Exercise details:
Rewrite the listing from the line containing "Category: white bed sheet" through the end of the listing, replacing "Category" with "Label" and leaving everything else unchanged.

Input material:
— Begin —
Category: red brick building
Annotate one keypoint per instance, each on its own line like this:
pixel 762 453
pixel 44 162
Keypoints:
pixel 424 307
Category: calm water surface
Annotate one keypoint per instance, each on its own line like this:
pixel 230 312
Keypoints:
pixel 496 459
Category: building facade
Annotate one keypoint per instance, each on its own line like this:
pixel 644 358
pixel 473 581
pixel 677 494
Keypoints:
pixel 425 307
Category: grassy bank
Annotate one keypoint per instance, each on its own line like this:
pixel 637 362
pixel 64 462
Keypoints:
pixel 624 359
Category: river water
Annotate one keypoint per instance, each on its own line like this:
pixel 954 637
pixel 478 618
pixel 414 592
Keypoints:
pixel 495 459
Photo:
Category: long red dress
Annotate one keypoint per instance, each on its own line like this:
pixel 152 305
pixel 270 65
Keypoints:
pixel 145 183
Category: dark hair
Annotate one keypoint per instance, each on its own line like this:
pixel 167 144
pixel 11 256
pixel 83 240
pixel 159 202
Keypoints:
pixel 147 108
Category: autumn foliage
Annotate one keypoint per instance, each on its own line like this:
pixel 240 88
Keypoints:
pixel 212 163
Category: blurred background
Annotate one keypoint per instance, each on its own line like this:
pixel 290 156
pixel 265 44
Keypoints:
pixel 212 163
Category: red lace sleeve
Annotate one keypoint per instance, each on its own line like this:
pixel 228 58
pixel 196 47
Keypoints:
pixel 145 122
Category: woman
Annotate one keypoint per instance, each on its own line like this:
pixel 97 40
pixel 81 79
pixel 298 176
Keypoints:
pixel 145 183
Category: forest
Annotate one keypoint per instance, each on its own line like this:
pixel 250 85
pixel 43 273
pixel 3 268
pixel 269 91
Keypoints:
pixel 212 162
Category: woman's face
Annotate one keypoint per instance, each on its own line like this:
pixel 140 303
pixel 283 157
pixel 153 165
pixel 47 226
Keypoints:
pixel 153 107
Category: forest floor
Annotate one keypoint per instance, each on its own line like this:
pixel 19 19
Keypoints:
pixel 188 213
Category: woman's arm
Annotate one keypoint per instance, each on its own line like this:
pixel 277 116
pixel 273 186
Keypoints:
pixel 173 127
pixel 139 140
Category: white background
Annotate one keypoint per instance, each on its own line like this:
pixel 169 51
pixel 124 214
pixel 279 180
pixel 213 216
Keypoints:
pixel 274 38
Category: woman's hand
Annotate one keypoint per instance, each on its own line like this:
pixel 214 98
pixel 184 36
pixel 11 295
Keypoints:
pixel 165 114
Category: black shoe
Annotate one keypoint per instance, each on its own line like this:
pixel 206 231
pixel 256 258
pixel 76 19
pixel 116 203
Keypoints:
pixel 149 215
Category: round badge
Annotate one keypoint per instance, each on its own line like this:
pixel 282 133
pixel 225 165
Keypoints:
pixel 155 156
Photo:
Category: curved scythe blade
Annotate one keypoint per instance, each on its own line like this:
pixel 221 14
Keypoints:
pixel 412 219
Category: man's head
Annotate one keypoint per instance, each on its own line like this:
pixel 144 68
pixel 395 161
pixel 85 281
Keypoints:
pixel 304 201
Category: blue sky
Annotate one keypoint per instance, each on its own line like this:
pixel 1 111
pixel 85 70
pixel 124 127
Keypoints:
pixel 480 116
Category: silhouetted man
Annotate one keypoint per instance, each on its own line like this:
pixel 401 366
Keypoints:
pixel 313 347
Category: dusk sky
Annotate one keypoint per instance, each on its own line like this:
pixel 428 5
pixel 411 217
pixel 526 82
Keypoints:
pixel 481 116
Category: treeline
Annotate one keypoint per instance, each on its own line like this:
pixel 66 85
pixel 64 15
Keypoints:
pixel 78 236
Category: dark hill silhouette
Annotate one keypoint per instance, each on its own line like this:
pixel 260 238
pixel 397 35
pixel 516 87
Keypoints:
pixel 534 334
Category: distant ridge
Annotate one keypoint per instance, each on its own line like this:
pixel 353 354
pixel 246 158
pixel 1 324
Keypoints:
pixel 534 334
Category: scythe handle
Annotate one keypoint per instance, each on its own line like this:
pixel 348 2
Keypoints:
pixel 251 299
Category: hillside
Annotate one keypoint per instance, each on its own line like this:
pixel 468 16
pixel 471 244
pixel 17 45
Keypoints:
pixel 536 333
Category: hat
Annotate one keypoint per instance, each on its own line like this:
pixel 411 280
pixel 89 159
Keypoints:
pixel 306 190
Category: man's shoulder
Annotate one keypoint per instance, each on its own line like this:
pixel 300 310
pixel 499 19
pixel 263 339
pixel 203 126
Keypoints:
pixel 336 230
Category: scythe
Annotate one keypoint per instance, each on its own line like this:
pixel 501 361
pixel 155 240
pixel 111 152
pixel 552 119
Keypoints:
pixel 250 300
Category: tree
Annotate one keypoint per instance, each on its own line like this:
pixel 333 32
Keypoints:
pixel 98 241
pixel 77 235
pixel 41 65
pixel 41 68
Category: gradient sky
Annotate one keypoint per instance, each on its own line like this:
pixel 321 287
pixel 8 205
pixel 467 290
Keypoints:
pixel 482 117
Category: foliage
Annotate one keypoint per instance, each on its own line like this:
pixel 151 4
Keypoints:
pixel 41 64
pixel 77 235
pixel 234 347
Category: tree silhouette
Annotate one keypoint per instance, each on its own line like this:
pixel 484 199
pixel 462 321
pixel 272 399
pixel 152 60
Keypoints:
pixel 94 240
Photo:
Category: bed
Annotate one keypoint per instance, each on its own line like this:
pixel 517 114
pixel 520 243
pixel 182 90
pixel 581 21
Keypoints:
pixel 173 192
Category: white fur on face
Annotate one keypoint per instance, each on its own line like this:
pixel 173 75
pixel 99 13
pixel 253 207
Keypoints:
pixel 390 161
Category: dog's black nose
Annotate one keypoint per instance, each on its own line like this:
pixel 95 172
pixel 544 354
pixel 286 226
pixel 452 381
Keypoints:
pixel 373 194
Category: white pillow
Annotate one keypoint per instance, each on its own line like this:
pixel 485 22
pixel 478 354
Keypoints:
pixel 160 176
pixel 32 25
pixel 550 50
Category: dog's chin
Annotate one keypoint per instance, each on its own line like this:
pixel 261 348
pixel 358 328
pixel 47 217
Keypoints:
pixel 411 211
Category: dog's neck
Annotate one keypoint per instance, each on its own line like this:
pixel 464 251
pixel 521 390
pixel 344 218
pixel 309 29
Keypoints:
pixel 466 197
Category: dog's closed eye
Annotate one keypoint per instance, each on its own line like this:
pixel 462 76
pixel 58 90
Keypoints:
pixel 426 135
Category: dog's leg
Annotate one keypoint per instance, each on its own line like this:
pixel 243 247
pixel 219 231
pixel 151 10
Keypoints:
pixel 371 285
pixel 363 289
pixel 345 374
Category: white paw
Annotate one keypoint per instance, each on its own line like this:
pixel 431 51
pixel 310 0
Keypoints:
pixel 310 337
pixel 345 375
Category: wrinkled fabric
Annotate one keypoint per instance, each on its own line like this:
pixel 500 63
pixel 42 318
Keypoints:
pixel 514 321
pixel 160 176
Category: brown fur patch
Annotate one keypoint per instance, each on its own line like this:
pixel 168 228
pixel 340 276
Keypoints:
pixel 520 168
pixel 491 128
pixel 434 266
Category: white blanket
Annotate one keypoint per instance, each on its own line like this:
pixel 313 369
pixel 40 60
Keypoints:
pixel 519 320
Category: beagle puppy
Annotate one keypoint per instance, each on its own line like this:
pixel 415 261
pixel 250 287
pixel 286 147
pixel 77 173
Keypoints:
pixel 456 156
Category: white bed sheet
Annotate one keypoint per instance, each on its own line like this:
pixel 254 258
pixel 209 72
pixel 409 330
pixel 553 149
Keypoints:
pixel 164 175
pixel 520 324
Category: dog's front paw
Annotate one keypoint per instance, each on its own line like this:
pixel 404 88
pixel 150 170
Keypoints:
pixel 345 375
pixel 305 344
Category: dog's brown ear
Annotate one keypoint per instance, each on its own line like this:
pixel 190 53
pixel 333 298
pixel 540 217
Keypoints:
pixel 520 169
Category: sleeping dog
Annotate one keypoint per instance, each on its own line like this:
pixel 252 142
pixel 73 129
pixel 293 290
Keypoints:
— End —
Exercise solution:
Label: white bed sheet
Annotate one keypoint per instance, each on its own line like this:
pixel 254 258
pixel 209 72
pixel 409 330
pixel 553 149
Keypoints:
pixel 164 175
pixel 520 324
Label: dog's front paw
Annotate one keypoint per instance, each on its own line like this:
pixel 404 88
pixel 150 170
Keypoints:
pixel 345 375
pixel 305 344
Label: dog's brown ear
Annotate one keypoint per instance, each on its own line like this:
pixel 190 53
pixel 333 298
pixel 540 217
Keypoints:
pixel 520 169
Label: sleeping dog
Annotate one keypoint per instance, each on its own line like this:
pixel 252 142
pixel 73 129
pixel 293 290
Keypoints:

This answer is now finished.